• _Task objective_
Rewrite the rows that begin with the line containing "work: provide the mask of every instance of the monitor" and end with the line containing "[[[19,152],[36,145],[38,141],[31,137],[0,136],[0,154]]]", changing "monitor stand" to "computer stand" and leaving everything else the same.

------------------------

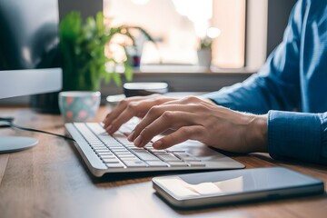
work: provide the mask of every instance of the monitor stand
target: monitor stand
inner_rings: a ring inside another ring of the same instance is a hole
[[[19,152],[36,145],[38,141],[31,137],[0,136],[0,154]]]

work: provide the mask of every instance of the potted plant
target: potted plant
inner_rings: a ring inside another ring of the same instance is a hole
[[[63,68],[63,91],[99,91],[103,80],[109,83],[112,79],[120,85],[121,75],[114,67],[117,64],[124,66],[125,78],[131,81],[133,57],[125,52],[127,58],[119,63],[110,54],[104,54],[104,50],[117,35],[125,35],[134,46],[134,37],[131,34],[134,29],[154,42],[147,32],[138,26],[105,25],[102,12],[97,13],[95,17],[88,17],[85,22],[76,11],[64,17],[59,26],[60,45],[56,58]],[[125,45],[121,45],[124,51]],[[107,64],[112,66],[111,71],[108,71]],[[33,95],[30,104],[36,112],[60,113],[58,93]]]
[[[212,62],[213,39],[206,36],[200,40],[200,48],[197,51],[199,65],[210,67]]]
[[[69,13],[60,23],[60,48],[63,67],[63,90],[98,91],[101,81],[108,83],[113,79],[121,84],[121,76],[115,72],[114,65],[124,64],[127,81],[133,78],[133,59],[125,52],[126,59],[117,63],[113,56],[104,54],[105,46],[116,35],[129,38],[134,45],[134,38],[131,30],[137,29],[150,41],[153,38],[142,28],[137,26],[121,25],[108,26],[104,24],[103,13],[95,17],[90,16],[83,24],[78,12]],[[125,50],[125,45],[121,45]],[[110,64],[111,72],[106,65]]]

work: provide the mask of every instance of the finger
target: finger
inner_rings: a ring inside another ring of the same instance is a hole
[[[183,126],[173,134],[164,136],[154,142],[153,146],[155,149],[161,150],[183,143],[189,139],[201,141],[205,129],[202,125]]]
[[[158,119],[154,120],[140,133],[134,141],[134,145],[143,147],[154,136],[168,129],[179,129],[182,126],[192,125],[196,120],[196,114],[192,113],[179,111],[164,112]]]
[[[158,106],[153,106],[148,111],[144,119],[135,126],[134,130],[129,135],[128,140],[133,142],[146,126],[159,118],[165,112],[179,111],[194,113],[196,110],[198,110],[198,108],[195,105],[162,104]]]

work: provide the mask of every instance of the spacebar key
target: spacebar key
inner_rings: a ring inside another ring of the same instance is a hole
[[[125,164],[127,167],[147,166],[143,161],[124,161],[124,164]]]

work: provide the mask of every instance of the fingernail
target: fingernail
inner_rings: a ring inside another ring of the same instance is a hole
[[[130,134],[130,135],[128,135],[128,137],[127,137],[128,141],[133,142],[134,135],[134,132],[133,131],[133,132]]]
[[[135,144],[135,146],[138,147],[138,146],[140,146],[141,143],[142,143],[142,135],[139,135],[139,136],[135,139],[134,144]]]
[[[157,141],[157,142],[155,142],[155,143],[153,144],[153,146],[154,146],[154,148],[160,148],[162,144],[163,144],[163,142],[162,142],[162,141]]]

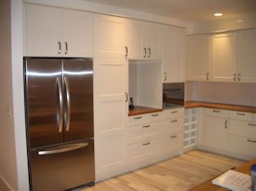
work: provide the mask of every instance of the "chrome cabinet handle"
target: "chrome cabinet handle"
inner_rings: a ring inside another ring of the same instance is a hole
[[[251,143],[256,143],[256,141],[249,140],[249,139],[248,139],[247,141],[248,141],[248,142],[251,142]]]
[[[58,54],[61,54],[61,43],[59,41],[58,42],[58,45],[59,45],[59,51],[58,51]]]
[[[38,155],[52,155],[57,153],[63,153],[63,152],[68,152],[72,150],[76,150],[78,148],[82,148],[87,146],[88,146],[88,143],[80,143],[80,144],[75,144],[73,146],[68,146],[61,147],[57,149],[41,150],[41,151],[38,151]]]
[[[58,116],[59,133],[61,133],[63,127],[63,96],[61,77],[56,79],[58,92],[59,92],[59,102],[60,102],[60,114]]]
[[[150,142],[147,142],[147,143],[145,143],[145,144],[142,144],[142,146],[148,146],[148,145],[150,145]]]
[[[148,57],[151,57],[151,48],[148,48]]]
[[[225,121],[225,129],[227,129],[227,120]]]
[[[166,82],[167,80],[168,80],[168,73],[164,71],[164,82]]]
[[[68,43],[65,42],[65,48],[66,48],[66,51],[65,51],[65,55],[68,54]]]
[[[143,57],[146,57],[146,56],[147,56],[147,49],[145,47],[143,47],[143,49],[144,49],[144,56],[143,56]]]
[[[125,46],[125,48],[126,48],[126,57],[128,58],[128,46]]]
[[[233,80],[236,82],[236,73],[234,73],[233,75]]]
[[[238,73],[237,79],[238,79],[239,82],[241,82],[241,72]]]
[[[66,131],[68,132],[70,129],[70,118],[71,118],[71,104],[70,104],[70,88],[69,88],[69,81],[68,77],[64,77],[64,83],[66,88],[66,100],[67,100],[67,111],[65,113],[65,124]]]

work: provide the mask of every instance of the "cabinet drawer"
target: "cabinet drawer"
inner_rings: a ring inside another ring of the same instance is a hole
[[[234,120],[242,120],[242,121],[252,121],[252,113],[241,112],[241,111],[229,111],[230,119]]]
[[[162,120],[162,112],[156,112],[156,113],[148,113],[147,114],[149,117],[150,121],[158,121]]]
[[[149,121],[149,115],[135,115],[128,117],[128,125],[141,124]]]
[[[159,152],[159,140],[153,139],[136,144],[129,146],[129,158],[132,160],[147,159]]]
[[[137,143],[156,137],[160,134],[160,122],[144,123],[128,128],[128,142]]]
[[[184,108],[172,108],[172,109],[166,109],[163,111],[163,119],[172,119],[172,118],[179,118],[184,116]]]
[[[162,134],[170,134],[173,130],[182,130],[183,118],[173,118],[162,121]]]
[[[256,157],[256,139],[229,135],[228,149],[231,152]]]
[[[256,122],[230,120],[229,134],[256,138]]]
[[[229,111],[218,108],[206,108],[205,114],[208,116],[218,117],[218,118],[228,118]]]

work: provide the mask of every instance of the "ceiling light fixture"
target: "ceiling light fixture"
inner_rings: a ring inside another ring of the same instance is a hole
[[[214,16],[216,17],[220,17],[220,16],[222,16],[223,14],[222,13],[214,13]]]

------------------------

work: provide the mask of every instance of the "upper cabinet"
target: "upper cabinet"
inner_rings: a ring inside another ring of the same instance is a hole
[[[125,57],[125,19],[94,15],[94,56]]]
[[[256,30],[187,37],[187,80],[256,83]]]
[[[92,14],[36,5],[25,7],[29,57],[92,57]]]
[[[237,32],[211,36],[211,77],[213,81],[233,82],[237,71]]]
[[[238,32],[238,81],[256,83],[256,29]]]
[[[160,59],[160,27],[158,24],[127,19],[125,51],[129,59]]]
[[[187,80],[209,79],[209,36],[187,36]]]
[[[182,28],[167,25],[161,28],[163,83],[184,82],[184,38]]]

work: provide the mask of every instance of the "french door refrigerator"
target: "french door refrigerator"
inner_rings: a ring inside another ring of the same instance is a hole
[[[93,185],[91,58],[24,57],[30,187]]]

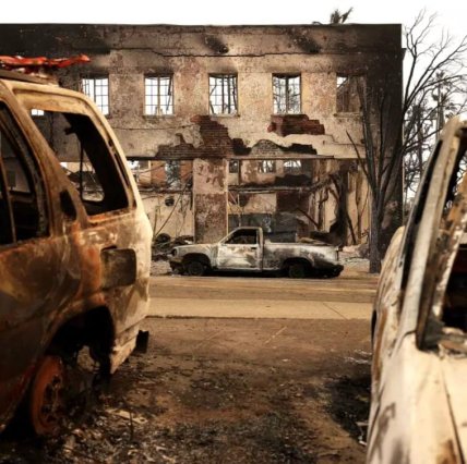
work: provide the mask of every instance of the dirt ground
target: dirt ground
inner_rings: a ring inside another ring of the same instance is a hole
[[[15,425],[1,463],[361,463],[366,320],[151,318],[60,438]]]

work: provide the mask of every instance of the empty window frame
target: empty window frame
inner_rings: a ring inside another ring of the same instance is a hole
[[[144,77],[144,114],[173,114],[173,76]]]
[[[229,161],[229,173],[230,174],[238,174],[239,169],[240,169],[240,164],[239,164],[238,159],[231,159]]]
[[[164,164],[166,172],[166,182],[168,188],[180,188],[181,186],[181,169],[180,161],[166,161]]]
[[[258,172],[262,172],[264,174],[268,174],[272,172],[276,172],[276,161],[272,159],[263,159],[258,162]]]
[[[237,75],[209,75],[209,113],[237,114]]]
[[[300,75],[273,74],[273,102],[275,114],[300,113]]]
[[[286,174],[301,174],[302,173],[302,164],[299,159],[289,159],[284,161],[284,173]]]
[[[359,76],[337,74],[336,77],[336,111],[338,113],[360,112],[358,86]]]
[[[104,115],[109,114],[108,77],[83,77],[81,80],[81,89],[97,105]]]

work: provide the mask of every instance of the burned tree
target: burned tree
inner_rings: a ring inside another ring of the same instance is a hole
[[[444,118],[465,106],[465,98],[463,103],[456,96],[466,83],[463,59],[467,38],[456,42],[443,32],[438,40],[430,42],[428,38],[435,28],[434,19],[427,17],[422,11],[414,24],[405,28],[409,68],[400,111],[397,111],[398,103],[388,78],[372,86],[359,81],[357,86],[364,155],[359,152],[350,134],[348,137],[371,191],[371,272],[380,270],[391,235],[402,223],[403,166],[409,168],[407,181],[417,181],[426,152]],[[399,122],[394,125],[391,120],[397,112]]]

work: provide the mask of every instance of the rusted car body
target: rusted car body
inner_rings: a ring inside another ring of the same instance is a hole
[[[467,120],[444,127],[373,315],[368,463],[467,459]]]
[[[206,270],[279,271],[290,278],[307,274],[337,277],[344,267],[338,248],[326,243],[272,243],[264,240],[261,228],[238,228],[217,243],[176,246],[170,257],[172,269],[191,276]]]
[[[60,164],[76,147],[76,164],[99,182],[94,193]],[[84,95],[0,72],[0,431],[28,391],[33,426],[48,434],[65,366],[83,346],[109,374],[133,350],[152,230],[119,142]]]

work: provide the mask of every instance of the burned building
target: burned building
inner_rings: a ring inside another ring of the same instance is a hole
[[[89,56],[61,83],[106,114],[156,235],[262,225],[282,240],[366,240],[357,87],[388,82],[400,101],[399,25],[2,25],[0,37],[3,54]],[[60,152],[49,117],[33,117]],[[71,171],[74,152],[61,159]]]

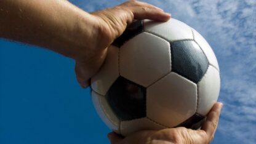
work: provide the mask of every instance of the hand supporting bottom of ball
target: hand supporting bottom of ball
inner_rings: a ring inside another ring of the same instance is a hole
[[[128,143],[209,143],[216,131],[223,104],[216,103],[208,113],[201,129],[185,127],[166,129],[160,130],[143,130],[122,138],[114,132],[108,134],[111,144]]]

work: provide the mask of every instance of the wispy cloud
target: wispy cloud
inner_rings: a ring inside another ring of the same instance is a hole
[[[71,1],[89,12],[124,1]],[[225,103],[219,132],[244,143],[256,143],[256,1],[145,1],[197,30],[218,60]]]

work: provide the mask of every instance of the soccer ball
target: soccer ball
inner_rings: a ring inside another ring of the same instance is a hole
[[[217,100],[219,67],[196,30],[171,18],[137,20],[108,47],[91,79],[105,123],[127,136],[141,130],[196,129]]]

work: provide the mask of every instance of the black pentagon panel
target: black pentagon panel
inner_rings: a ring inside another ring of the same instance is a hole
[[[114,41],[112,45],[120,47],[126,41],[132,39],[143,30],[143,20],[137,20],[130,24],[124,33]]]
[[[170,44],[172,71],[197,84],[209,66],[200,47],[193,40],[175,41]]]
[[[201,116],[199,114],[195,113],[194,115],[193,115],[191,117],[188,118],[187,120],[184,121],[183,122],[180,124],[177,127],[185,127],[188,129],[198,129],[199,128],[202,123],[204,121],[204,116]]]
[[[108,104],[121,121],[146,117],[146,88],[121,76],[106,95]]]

------------------------

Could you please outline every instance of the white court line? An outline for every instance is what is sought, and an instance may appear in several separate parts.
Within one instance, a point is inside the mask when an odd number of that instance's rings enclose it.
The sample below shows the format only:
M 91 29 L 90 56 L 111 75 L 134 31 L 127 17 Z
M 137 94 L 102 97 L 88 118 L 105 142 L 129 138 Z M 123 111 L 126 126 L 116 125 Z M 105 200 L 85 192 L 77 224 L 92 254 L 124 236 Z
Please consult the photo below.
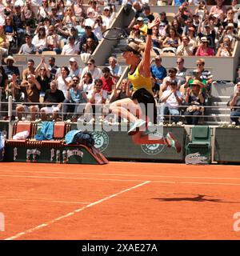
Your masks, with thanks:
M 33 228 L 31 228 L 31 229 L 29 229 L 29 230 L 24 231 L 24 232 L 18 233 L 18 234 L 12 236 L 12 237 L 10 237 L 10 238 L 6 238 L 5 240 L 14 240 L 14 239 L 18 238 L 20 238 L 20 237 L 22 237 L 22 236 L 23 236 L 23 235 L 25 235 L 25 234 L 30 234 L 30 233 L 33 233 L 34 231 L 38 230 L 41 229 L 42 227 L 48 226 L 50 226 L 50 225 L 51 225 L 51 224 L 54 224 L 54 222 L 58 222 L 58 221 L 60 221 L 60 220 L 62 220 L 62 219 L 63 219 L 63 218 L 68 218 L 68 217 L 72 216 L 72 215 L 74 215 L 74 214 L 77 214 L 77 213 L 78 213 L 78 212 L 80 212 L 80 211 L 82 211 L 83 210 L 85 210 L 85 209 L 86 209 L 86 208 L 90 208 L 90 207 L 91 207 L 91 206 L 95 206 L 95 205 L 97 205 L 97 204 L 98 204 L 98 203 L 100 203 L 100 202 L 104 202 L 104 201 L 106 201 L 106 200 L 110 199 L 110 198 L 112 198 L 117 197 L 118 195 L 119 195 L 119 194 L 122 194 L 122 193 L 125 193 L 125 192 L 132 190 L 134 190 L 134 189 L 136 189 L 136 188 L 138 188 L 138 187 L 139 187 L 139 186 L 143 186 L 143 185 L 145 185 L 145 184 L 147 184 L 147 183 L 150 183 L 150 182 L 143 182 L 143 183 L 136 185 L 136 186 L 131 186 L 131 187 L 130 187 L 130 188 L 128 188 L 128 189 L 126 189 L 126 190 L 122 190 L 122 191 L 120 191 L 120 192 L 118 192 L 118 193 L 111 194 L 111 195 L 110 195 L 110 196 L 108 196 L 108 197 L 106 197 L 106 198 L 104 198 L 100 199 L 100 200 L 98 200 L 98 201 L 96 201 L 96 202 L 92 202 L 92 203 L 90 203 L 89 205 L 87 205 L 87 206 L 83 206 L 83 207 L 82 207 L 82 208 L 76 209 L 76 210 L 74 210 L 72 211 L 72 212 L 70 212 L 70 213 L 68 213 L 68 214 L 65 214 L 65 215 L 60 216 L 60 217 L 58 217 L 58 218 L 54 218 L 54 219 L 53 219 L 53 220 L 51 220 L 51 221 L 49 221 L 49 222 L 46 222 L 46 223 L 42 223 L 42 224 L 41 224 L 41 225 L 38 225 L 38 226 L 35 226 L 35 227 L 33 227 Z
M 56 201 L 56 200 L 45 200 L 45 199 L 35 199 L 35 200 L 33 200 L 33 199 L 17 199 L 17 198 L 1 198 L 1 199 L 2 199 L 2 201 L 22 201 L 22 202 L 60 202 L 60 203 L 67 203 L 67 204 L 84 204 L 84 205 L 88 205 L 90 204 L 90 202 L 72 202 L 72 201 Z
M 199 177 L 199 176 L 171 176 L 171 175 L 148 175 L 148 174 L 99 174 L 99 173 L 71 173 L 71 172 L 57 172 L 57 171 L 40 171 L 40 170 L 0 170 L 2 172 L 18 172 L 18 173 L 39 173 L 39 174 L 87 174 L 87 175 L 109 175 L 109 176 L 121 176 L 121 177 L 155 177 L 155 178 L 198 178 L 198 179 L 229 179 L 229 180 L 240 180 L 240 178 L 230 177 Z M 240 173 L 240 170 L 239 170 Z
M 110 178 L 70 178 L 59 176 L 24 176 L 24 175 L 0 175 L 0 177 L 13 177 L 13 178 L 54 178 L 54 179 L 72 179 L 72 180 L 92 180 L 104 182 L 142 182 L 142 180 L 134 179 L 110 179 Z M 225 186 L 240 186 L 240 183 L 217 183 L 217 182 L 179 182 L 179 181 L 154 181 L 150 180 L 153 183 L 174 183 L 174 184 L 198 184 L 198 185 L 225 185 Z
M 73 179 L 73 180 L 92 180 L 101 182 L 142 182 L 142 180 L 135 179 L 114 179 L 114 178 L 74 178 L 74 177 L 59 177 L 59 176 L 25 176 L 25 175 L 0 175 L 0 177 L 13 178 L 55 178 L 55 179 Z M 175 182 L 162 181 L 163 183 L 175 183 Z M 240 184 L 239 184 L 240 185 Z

------------------------

• _Output of the exercise_
work: provide the mask of every instance of the computer stand
target: computer stand
inner_rings: a ring inside another ring of the same instance is a hole
[[[19,152],[36,145],[38,141],[31,137],[0,136],[0,154]]]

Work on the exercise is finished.